▸ **WRITTEN EXERCISE 1**: Output the entries from the line containing "Objective — for every instance of the scarf, mark" through the end of the entries, inclusive, as a two-column CSV with the columns entry_text and answer. Give one row per entry, put each field in quotes, and replace line breaks with spaces.

Themed retailing is a world of space aliens, sport stars, tropical rain forests and man-eating sharks. Can jewelers find a place t

Retail-tainment has become so pervasive that a store – and this includes your retail jewelry store – that stands aloof is in danger of losing its hard-earned identity, says Ed Rosenberg, president of VisionZ, a store design and construction firm. Furthermore, he says, stores that join the trend will end up with lower mall rents and better locations than those that don't – developers want retailers who help them to establish their properties as attention-grabbing entertainment complexes.

Rosenberg has developed themes for everything from casinos to apparel stores to restaurants to, yes, jewelry stores.

In 1989, he opened a jewelry and gift store called Zero Gravity, which now has 10 units nationwide (his company owns two of them and eight are licensed operations). The themes vary from location to location, but they share the common thread of futuristic fantasy. The Orlando store, for instance, features a model of a female time traveler (the life-size metallic model looks like a distaff Robocop, Rosenberg says) who glimpses various civilizations through "portals in time."
A theme carried throughout your store can turn it into a must-see destination, as in the Las Vegas outpost of Zero Gravity

Sound a little far out for your store? Not to worry, Rosenberg says. Themes don't have to be zany – they can be as sophisticated and classy as you want. How about a theme that evokes a past era or culture, say ancient Rome or Egypt? If a section of your store features colored gems, think about a Colombian rain forest theme.

Themes also can be fairly subtle, created with murals, typefaces or other graphic elements, Rosenberg advises. You don't need salespeople dressed as Nubian slaves or sound effects suggesting monkeys calling from treetops. You may want to "trick out" just a small part of your store – a patch of just a few square feet – so your theme won't overwhelm your entire interior, and your customers.

Of course, not anything goes. One of Rosenberg's jewelry store clients wanted an entrance shaped like a giant engagement ring. Rosenberg thought better of it. "There was no way it could not look cheap," he says.

On the other hand, some stores are perfect settings for wacky ideas. In a watch store planned to open in a Disney project in Orlando, FL, Rosenberg came up with a drop-dead display: a model of a man-eating shark with a human arm extending from its mouth. On the victim's wrist: a TAG Heuer diver watch.

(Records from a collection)
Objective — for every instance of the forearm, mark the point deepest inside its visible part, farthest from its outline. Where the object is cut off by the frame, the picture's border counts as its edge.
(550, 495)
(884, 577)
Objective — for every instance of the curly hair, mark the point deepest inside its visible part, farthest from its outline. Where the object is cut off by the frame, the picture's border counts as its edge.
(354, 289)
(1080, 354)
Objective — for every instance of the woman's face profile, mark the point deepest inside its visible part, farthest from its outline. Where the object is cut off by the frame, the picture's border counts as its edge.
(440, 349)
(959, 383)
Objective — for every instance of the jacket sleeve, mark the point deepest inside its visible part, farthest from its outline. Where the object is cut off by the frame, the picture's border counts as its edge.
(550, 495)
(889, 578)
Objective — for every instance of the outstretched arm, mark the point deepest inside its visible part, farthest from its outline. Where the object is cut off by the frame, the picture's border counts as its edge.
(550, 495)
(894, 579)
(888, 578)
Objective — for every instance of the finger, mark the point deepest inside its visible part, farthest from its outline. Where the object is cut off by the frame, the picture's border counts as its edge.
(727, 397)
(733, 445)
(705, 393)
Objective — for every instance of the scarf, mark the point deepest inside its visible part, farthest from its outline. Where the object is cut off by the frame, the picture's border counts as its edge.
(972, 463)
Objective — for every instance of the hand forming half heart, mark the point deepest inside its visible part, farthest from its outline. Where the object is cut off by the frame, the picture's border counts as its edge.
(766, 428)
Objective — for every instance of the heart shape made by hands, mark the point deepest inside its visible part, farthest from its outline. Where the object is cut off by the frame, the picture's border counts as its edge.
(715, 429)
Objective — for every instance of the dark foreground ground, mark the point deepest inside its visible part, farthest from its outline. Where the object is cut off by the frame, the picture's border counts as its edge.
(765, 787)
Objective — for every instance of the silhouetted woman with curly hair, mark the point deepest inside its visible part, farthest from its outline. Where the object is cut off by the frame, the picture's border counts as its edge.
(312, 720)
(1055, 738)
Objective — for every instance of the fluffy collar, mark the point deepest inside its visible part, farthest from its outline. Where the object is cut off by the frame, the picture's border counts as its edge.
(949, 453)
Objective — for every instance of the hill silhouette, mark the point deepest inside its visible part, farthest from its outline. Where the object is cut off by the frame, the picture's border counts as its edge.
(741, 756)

▸ **WRITTEN EXERCISE 2**: Using the themed-retailing article, decide whether each statement is true: (a) Zero Gravity opened in 1989 and now has 10 units nationwide; (b) Rosenberg's company owns eight of the Zero Gravity units; (c) Rosenberg built the entrance shaped like a giant engagement ring that a client requested. Answer yes or no for each and quote the words that settle it.

▸ **RESPONSE 1**:
entry_text,answer
"Objective — for every instance of the scarf, mark the point deepest inside its visible part, farthest from its outline. Where the object is cut off by the frame, the picture's border counts as its edge.","(972, 463)"
"Objective — for every instance of the hand forming half heart, mark the point deepest inside its visible part, farthest from its outline. Where the object is cut off by the frame, the picture's border counts as its edge.","(766, 428)"
"Objective — for every instance of the heart shape made by hands, mark the point deepest inside its visible part, farthest from its outline. Where the object is cut off by the frame, the picture's border counts as its edge.","(715, 429)"
"Objective — for every instance of the dark foreground ground, mark the point deepest inside its visible part, farthest from its outline. Where the object is cut off by the frame, the picture's border counts as its edge.","(765, 787)"
"Objective — for every instance of the silhouetted woman with curly hair, mark the point deepest inside its visible part, farthest from its outline. Where the object is cut off by the frame, the picture's border counts as its edge.","(312, 720) (1055, 738)"
"Objective — for every instance of the fluffy collar, mark the point deepest inside its visible part, farthest from its outline. Where the object is cut off by the frame, the picture's border counts as its edge.","(949, 453)"
"Objective — for every instance of the hill silhouette, mark the point deepest inside its visible part, farthest from its outline. Where the object is cut off by the frame, the picture's border counts as its edge.","(741, 756)"

▸ **RESPONSE 2**:
(a) Yes: "In 1989, he opened a jewelry and gift store called Zero Gravity, which now has 10 units nationwide"
(b) No: "his company owns two of them and eight are licensed operations"
(c) No: "Rosenberg thought better of it."